# [Articolo]
◇ ◇ ◇ ◇ ◇ ◇ ◇
DOTTRINA
LA PURGAZIONE IPOTECARIA
NELLE VENDITE IMMOBILIARI FALLIMENTARI
di A. Ferretti
Sommario: 1) Breve premessa sulla natura
delle vendite fallimentari. 2) L’effetto purgativo in generale. 3) Il decreto
di trasferimento ed il momento realizzativo della purgazione ipotecaria.
4) La cancellazione dell’ipoteca nell’ipotesi di trasferimento in assenza
di emissione di decreto.
Legislazione: Cod. civ. artt. 2882, 2884, 2888, 2912, 2919 e ss.;
Cod. proc. civ. artt. 498, 508, 581, 585, 586, 617, 164 disp. att.; R.D.
16 marzo 1942, n. 267, artt. 26, 44,105, 106, 108, 136; Legge 3 aprile
1979, n. 95, art. 6; Legge 3 agosto 1998, n. 302, art. 3; D.Lgs. 8 luglio
1999 n. 270, art. 64.
Bibliografia: ANDRIOLI, Commento al codice di procedura civile;
ANDRIOLI, Fallimento, in Enc. del diritto; APICE, Le vendite nelle procedure
concorsuali e gli effetti sostanziali e processuali sulle garanzie reali
concesse ai creditori; BONSIGNORI, Commentario SCIALOJA e BRANCA, Legge
fallimentare; BONSIGNORI, Il fallimento, in Trattato di diritto commerciale
e di diritto pubblico dell’economia; CARNELUTTI, Istituzioni del nuovo
processo civile; DE SEMO, Diritto fallimentare; MANDRIOLI, Corso di diritto
processuale civile; MAZZOCCA, Manuale di diritto fallimentare; NORELLI,
Il Tribunale fallimentare: l’attività interna, in Diritto
fallimentare; REDENTI, Diritto processuale civile; SATTA, Commentario al
codice di procedura civile; SATTA, Diritto fallimentare.
1) Breve premessa sulla natura delle vendite fallimentari.
Appare ormai pacifico, sia in dottrina che in giurisprudenza, che alle
vendite realizzate nell’ambito di una procedura fallimentare debba essere
riconosciuta in via generale la natura di vendite forzate, cioè
di trasferimenti coattivi giurisdizionali.
◇ ◇ ◇ ◇ ◇ ◇ ◇
# [Dati forniti]
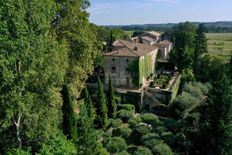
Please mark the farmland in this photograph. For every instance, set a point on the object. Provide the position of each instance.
(220, 44)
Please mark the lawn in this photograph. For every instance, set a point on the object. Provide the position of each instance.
(220, 44)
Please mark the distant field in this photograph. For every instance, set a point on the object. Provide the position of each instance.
(220, 44)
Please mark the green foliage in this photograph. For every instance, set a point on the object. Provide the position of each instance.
(123, 130)
(125, 115)
(69, 117)
(128, 107)
(101, 106)
(17, 152)
(200, 48)
(143, 151)
(115, 122)
(150, 140)
(56, 145)
(87, 142)
(32, 67)
(112, 108)
(71, 25)
(162, 149)
(149, 118)
(89, 105)
(161, 81)
(192, 97)
(182, 53)
(220, 104)
(187, 76)
(116, 144)
(122, 153)
(133, 122)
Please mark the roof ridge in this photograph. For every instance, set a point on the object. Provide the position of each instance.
(129, 48)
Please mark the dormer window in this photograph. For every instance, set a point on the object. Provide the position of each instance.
(113, 69)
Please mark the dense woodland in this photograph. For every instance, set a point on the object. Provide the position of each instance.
(213, 27)
(48, 49)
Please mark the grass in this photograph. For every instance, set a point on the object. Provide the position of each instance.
(220, 44)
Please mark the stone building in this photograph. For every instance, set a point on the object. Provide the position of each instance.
(117, 63)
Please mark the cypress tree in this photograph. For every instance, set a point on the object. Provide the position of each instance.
(69, 117)
(89, 105)
(200, 47)
(111, 100)
(221, 115)
(101, 106)
(87, 142)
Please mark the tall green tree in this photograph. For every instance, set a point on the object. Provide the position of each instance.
(200, 47)
(89, 105)
(71, 25)
(230, 67)
(101, 106)
(32, 67)
(182, 53)
(220, 131)
(87, 142)
(111, 100)
(69, 116)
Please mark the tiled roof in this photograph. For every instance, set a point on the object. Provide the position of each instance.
(148, 38)
(130, 49)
◇ ◇ ◇ ◇ ◇ ◇ ◇
# [Compiti da svolgere]
• 1. Rispondi a queste domande sull'articolo sulla purgazione ipotecaria.
(a) A chi viene attribuito l'articolo?
(b) Quale numero ha il decreto legislativo dell'8 luglio 1999 citato nella legislazione?
(c) Quale natura si riconosce in via generale alle vendite realizzate nell'ambito di una procedura fallimentare?
• 2. Trascrivi dall'articolo sulla purgazione ipotecaria il passo che comincia con "4) La cancellazione" e prosegue fino a "disp. att.; R.D.".
• 3. Scrivi il seguito dell'articolo sulla purgazione ipotecaria, partendo subito dopo l'ultima frase riportata.

# [Risposte ai compiti]
• 1.
(a) A. Ferretti.
(b) È il n. 270, citato per l'art. 64.
(c) La natura di vendite forzate, cioè di trasferimenti coattivi giurisdizionali.

• 2.
4) La cancellazione dell’ipoteca nell’ipotesi di trasferimento in assenza
di emissione di decreto.
Legislazione: Cod. civ. artt. 2882, 2884, 2888, 2912, 2919 e ss.;
Cod. proc. civ. artt. 498, 508, 581, 585, 586, 617, 164 disp. att.; R.D.

• 3.
Tale riconoscimento è fondato su diverse argomentazioni, tra
le quali l’espresso rinvio, contenuto nell’art. 105 1. fall., per le vendite
di beni mobili od immobili del fallimento alle disposizioni del codice
di procedura civile relative al processo di esecuzione; inoltre in quanto
gli artt. 106 e 108 1. fall., disciplinanti rispettivamente le vendite
mobiliari e le vendite immobiliari, ipotizzano esclusivamente alienazioni
giudiziali. Ancora, poiché la struttura delle vendite fallimentari
prescinde in modo radicale da qualsiasi attività del debitore.
Da tali motivazioni consegue l’esclusione dell’applicabilità
delle norme sull’interpretazione dei contratti.
Da un diverso punto di vista e senza disconoscere la natura di trasferimenti
coattivi delle vendite fallimentari, si è autorevolmente prospettata
la non integrale applicabilità ai provvedimenti adottati dal giudice
fallimentare delle norme di cui agli artt. 2919 ss. c.c., inerenti gli
effetti della vendita forzata o dell’assegnazione, in quanto la maggior
ampiezza dei poteri del giudice delegato e del curatore rispetto al giudice
dell’esecuzione consentirebbe loro di usare forme contrattuali.
Questa impostazione di carattere generale appare in parte condivisibile,
ma deve per altro verso anche essere disattesa: accolta, perché
gli effetti delle vendite forzate subiscono un ovvio adattamento nella
loro applicazione alle vendite fallimentari, come a proposito dell’evizione,
in ordine alla quale si tralascia ogni trattazione nell’ambito del presente
contributo; disattesa, perché in nessuno degli artt. 105-108 1.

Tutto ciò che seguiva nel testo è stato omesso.